__YOUR OBJECTIVE__: Looking through the records that follow, determine how many lines contain "below" and reply with that number alone.

- - - - -

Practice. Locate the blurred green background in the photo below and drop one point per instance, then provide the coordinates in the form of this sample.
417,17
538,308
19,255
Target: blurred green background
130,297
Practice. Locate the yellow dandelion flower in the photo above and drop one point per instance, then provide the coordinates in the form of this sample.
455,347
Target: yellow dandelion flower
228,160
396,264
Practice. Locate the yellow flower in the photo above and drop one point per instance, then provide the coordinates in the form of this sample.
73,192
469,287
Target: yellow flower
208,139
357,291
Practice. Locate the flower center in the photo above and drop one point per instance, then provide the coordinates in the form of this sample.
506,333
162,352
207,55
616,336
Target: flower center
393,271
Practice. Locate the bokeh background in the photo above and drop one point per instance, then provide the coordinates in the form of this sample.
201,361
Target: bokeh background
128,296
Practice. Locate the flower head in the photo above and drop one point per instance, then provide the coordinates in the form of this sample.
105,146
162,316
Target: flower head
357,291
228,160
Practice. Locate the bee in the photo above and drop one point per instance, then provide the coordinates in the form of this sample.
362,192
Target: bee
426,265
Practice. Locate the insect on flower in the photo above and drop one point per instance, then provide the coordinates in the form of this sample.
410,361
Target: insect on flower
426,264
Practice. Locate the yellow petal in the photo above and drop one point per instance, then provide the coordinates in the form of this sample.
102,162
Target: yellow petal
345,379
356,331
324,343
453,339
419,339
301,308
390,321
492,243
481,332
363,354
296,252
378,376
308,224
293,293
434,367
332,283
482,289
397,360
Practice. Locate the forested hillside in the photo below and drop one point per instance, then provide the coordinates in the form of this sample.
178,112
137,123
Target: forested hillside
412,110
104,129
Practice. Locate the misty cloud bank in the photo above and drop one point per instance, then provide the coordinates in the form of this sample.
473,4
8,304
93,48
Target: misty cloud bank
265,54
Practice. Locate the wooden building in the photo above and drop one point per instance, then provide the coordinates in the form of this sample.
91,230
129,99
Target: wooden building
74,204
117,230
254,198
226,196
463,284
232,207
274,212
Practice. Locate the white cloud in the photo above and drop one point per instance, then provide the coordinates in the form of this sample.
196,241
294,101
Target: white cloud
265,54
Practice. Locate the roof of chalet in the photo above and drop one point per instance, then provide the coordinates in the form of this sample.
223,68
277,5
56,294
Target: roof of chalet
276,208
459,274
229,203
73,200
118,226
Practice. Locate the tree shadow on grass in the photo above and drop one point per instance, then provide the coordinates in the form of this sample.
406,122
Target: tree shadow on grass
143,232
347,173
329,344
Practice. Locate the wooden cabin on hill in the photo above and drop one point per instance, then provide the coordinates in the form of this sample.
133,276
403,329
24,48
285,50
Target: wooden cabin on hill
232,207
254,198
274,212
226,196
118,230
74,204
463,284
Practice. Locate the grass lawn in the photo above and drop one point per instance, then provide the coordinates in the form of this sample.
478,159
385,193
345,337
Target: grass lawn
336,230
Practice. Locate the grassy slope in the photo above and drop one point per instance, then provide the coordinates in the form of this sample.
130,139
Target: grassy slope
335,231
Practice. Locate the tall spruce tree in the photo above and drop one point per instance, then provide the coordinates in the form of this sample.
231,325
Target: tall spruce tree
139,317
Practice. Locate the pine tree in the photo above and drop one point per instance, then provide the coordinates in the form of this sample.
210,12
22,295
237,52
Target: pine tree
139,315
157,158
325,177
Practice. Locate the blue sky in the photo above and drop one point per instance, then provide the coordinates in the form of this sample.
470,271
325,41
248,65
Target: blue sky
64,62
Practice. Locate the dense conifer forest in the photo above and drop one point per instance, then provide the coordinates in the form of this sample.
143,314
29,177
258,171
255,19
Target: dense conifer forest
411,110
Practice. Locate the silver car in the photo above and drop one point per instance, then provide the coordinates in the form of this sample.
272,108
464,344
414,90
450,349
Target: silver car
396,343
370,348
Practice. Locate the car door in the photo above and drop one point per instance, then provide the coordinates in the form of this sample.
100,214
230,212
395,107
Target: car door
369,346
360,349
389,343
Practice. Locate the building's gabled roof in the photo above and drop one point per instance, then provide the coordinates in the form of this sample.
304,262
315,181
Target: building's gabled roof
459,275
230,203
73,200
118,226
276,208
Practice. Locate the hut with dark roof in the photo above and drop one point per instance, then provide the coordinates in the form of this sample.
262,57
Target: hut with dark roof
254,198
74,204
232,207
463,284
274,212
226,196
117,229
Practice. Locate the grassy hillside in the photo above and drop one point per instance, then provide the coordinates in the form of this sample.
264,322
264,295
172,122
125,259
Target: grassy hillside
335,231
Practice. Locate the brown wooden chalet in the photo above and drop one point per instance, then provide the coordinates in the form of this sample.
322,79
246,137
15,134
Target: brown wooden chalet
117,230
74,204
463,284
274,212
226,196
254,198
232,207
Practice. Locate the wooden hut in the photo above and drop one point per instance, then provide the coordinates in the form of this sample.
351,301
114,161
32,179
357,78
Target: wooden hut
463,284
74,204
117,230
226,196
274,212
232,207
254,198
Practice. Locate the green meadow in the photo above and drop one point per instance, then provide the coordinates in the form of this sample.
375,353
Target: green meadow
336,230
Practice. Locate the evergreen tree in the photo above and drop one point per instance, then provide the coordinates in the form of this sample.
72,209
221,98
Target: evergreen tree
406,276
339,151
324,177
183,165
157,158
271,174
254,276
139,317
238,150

- - - - -

__ANSWER AREA__: 2